WHAT IS ASKED: Convert the entries below into a JSON list of strings, with one string per line and blank lines omitted. Leave the pictures out of your answer.
>>>>
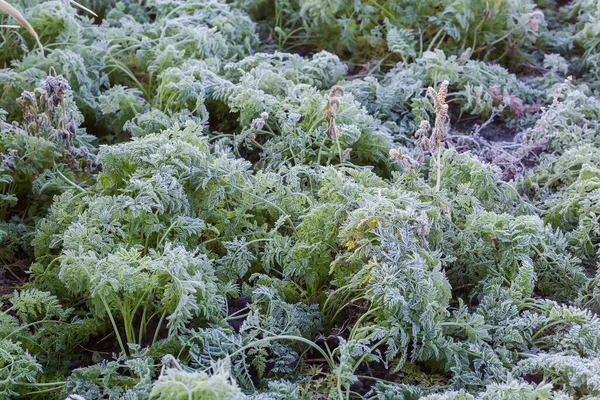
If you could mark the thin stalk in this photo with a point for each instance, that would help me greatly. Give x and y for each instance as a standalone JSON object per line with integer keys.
{"x": 114, "y": 324}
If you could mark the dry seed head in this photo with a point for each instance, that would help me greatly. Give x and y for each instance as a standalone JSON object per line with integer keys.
{"x": 396, "y": 154}
{"x": 423, "y": 129}
{"x": 443, "y": 92}
{"x": 336, "y": 89}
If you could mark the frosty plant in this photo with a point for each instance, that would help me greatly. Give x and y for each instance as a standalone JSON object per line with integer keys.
{"x": 435, "y": 141}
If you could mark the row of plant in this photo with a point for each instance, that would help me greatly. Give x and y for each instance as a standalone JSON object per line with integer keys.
{"x": 300, "y": 199}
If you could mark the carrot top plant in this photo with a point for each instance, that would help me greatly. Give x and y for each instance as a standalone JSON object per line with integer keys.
{"x": 199, "y": 200}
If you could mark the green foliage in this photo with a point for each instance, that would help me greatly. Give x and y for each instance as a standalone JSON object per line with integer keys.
{"x": 244, "y": 221}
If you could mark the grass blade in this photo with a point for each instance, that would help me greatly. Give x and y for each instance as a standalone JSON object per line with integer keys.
{"x": 76, "y": 4}
{"x": 19, "y": 17}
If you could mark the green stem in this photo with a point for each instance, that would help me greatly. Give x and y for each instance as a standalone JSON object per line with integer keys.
{"x": 114, "y": 324}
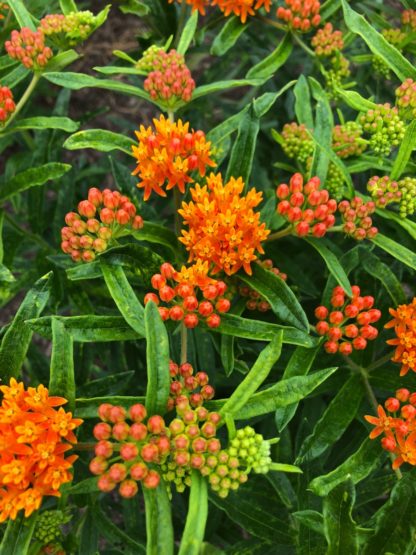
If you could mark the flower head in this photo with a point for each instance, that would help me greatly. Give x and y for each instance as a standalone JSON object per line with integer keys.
{"x": 167, "y": 154}
{"x": 34, "y": 437}
{"x": 223, "y": 228}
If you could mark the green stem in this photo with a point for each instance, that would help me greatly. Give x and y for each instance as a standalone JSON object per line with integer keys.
{"x": 24, "y": 98}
<<<<
TASK RESPONSE:
[
  "If you could mark the thin stalk in this photo with a point for each instance, that would help me greatly. Give x and y for each instance as a standalone JSON object per line with integer keys.",
  "{\"x\": 114, \"y\": 324}",
  "If you could mark the dry seed head in this photo with a point for each instance, that would help me greatly. Give x and y for each instance as a standalone JSON object per line with integer keys.",
  "{\"x\": 396, \"y\": 154}",
  "{\"x\": 423, \"y\": 129}",
  "{\"x\": 443, \"y\": 92}",
  "{\"x\": 336, \"y\": 89}",
  "If you could mark the frosty plant in this photo with a point for each instance, that would help me greatly. Give x and y for each instance as a standalone JSON object per line with integer keys.",
  "{\"x\": 435, \"y\": 141}",
  "If you could mark the row of plant in this photo with a point for each instance, that would help me greatly. Give x and y for each instance as a standalone JSON object per line with integer keys.",
  "{\"x\": 300, \"y\": 199}",
  "If you could mark the carrot top plant in this photo with a point for each instance, that would help me greatly. Give x and y for each instance as a standalone JSON object per line with integer keys.",
  "{\"x\": 199, \"y\": 200}",
  "If you could mark the green foliage in this photo with a point for each instance, that would help me greatly. Give x and y for each instance as a standalone JSON object per line with integer keys.",
  "{\"x\": 244, \"y\": 221}",
  "If you could mark the grass blade in this photo with a point for each instance, that would help me greatly. Give x and y for each instance as a standalone JSON object per line with integer keys.",
  "{\"x\": 76, \"y\": 4}",
  "{\"x\": 19, \"y\": 17}",
  "If you could mark the green stem in this photo with a point for each instance, that would help me greatly. Give x and y for each instance as a standalone JSON object per line with integer keys.",
  "{\"x\": 114, \"y\": 324}",
  "If you could mark the flower head in this photo with a point for each instance, that would help me greatly. Give x and y for each instance as a standalone JSON object per line with integer keys.",
  "{\"x\": 167, \"y\": 154}",
  "{\"x\": 34, \"y\": 437}",
  "{\"x\": 223, \"y\": 228}",
  "If you could mark the green stem in this photo with a point for each instance, that would help me greatly. Give x and y for each instance as a standalone JSON object per line with integer keys.",
  "{\"x\": 24, \"y\": 98}"
]